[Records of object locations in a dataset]
= = = = = = =

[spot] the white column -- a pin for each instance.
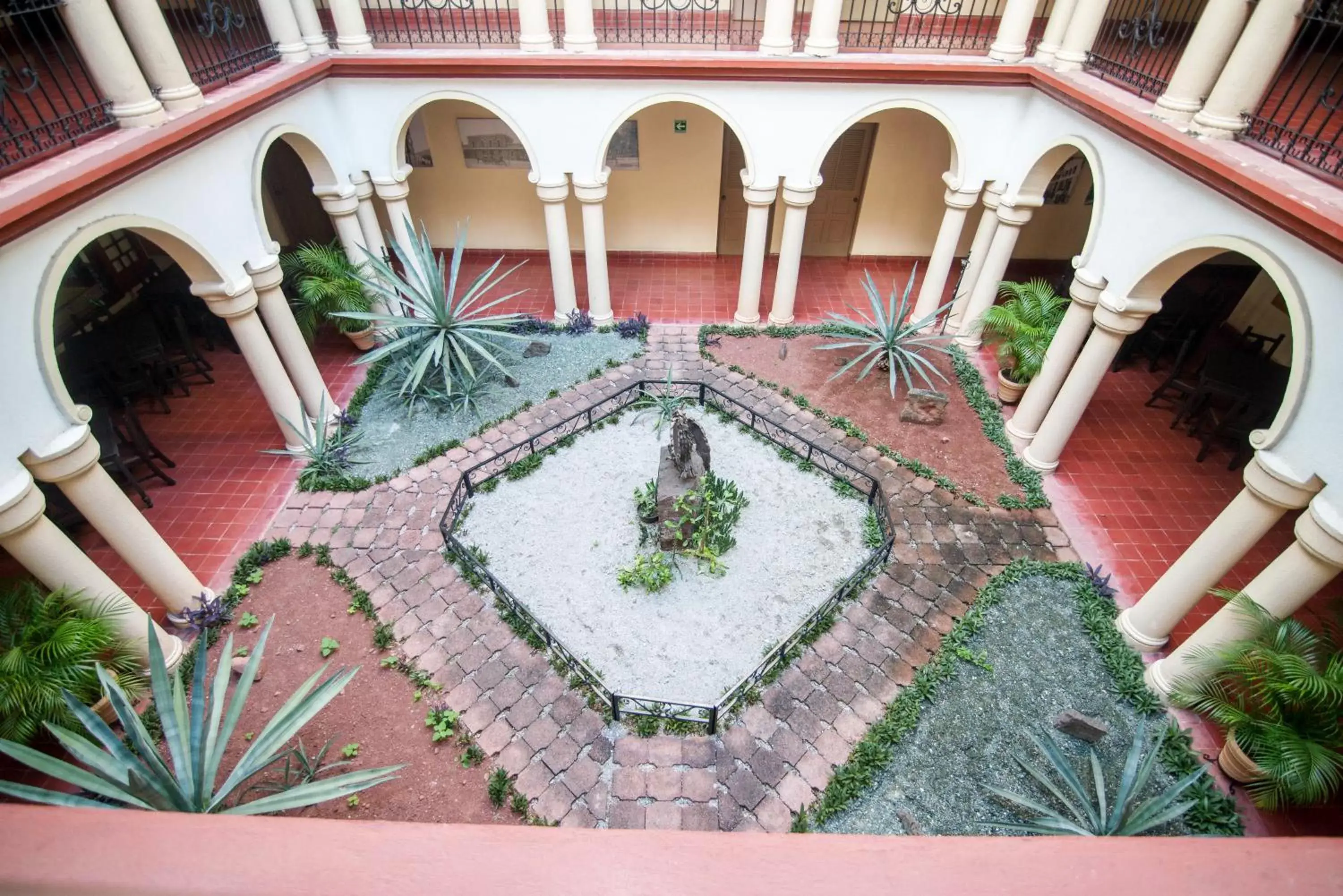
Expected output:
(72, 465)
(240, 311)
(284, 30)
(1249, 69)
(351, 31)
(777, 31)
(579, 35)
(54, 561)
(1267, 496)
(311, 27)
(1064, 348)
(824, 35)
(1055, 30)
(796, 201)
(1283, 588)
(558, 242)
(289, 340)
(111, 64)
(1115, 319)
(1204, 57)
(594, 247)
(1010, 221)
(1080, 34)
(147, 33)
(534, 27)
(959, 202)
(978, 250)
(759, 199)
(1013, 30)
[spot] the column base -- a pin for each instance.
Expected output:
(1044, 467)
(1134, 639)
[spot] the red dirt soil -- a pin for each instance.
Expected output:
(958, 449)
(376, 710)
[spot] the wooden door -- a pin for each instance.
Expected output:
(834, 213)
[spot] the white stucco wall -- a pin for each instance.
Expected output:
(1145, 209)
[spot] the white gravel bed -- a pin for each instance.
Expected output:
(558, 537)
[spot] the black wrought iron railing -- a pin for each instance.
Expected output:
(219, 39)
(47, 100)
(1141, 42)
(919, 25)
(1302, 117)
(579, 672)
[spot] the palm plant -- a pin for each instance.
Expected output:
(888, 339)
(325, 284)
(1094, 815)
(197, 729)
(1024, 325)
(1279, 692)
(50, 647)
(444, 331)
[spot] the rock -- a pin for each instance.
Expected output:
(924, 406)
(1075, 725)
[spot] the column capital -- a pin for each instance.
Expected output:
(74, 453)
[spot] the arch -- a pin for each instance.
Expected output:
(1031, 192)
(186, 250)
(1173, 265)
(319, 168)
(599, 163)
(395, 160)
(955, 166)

= = = = = = =

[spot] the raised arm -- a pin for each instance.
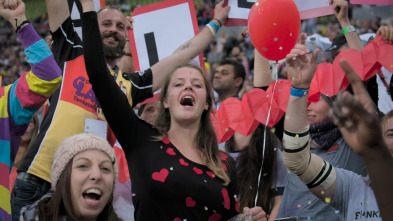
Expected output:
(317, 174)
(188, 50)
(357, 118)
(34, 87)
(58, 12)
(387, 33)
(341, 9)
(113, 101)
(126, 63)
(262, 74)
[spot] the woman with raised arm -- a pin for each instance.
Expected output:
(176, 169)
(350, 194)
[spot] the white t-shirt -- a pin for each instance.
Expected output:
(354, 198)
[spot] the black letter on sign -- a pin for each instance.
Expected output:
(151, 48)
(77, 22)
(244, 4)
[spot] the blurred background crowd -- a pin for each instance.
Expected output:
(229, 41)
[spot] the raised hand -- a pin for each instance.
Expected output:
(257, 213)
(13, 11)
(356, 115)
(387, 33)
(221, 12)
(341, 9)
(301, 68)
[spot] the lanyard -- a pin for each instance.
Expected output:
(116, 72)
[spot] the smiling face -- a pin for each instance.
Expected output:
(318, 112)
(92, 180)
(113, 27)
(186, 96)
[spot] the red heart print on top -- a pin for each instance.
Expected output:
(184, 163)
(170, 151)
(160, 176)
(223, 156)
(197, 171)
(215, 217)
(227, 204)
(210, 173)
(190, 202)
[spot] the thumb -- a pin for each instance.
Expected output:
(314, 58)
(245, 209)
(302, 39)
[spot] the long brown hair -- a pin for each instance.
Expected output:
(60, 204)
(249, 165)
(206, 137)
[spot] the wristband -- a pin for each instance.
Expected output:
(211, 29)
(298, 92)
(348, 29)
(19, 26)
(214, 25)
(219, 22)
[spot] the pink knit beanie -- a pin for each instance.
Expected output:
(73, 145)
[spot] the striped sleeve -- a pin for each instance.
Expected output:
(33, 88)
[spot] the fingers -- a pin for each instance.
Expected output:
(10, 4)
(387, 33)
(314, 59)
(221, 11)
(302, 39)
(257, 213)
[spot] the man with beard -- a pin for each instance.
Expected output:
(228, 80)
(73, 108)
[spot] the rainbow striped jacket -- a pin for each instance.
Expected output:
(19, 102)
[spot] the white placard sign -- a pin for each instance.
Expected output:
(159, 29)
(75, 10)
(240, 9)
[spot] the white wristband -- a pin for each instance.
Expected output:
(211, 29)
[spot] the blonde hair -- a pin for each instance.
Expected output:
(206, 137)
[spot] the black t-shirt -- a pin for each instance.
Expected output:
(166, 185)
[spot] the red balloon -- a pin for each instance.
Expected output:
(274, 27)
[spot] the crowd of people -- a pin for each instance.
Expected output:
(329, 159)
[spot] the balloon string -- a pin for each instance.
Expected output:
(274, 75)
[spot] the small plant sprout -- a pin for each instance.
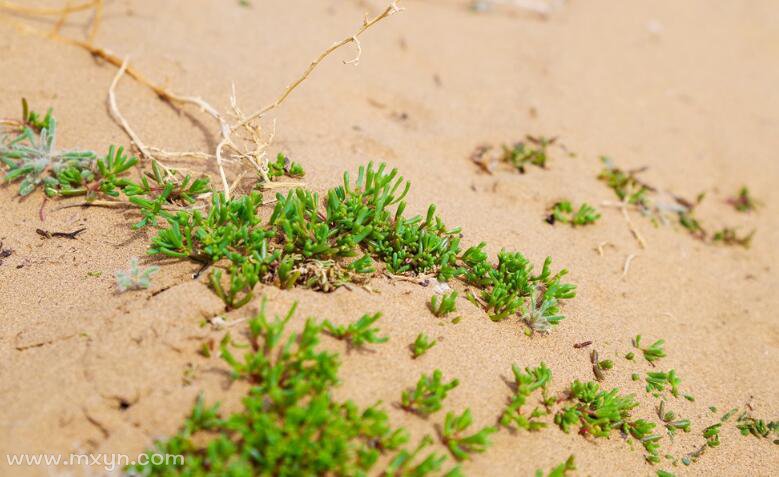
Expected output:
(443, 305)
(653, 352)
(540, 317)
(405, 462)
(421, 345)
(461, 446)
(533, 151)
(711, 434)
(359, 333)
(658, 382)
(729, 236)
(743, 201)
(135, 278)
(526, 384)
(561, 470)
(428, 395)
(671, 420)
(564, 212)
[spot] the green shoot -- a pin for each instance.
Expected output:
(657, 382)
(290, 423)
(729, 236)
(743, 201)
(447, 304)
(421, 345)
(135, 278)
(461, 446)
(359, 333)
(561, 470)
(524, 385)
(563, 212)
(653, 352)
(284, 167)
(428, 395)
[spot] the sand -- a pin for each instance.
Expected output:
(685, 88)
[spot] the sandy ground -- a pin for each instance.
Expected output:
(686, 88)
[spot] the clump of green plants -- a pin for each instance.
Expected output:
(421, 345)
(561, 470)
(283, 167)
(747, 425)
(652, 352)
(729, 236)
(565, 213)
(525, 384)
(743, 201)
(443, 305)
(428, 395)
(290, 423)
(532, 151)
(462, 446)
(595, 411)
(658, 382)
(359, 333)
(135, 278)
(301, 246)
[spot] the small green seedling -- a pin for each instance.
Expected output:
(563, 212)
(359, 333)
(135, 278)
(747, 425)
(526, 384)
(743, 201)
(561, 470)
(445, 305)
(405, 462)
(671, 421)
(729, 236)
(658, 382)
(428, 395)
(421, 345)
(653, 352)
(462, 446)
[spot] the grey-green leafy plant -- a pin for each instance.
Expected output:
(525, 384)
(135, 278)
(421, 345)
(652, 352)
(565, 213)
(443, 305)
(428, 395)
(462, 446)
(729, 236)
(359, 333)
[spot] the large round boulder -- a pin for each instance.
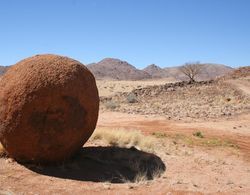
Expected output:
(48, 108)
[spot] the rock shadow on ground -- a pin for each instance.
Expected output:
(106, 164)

= = = = = = =

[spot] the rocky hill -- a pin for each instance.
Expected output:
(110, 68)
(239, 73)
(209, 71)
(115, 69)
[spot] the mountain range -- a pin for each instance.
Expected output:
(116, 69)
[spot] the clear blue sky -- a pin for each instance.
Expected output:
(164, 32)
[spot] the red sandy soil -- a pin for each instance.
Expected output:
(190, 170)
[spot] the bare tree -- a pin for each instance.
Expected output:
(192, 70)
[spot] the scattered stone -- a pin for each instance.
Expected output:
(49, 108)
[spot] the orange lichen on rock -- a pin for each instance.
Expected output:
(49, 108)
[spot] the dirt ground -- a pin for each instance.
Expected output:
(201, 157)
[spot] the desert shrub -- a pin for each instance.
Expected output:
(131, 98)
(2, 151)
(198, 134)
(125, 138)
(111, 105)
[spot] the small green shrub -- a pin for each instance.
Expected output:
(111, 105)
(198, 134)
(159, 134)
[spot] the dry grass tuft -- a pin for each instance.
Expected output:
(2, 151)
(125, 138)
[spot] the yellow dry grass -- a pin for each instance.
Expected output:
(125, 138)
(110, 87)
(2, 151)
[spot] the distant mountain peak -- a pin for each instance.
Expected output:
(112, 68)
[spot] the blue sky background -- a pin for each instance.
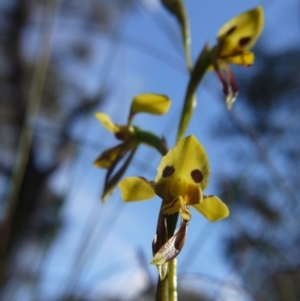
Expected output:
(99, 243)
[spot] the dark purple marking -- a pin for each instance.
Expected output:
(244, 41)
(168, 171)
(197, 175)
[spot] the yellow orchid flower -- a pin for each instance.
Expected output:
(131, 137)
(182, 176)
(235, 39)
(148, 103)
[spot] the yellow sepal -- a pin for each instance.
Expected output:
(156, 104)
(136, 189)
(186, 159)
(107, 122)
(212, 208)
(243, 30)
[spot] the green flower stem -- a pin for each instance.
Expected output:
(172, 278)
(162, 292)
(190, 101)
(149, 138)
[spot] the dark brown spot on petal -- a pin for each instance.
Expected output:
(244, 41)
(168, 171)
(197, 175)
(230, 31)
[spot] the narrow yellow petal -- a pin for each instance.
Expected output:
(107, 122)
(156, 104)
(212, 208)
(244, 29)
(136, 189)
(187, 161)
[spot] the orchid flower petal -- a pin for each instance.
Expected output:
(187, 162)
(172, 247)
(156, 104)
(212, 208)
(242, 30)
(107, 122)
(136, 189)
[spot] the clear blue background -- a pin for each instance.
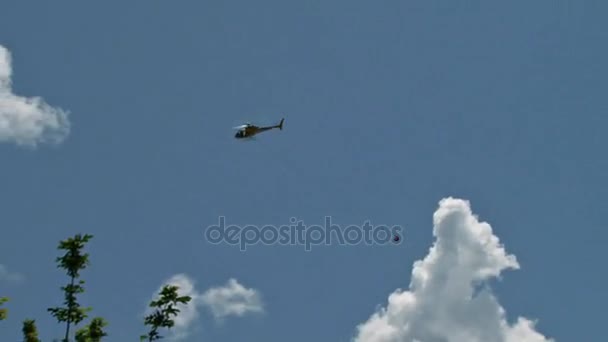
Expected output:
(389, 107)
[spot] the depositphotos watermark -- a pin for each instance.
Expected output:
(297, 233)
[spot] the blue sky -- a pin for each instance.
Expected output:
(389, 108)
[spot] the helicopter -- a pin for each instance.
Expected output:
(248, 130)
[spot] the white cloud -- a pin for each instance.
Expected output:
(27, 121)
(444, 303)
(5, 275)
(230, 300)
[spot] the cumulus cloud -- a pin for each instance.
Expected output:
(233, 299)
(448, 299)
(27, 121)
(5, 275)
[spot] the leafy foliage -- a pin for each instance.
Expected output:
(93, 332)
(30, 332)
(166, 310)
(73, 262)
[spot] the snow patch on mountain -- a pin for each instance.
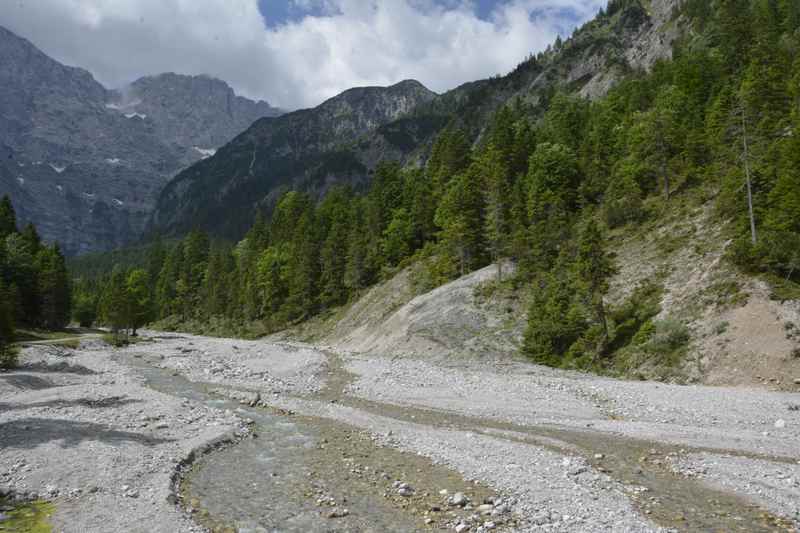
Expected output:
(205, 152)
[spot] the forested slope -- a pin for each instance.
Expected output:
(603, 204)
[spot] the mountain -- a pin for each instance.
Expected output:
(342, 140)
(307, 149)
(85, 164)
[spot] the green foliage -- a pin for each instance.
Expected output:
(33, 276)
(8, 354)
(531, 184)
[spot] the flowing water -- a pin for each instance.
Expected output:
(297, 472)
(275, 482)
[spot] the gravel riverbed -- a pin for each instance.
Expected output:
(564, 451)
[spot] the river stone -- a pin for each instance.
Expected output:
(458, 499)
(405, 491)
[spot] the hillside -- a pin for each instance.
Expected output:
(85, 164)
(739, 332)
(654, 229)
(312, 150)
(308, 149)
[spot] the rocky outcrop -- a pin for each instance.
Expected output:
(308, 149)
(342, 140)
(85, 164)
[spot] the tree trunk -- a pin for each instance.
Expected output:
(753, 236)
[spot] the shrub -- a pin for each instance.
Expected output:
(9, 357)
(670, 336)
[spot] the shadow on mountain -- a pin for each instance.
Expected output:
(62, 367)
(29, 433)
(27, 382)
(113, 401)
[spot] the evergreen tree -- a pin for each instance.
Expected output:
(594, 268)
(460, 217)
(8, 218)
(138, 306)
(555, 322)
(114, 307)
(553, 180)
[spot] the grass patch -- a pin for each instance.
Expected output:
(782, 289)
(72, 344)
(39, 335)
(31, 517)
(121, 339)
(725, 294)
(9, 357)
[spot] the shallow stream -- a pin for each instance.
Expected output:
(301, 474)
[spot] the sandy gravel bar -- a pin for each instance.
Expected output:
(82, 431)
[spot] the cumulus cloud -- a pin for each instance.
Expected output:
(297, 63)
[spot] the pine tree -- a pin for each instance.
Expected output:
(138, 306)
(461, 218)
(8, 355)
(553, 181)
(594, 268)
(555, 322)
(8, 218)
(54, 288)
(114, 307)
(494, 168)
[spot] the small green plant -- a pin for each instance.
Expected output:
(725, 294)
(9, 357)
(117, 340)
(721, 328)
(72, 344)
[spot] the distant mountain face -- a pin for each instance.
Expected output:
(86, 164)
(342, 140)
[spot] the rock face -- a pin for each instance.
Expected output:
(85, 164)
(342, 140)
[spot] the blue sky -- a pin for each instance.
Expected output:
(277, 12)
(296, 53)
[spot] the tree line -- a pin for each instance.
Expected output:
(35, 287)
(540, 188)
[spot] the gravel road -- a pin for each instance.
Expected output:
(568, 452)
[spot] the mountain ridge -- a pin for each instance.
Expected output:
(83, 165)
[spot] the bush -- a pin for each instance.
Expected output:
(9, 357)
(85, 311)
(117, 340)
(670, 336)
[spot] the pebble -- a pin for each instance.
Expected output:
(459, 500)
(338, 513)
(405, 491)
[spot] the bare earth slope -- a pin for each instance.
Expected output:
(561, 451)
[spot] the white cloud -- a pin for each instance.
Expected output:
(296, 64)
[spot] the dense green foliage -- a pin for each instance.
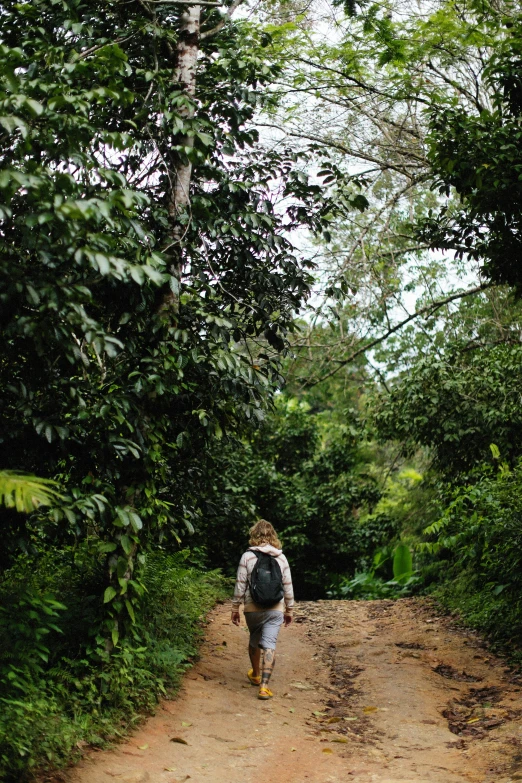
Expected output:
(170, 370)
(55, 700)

= = = = = = =

**TO DO**
Find every line in the records that contains the word "gravel" and copy each of those lines.

**THE RESPONSE**
[spot] the white gravel bed -- a pin for each instance.
[spot] the gravel riverbed -- a pin for each instance.
[spot] the sandy gravel bar -- a pin for each instance.
[spot] the gravel road -- a pin for each instance.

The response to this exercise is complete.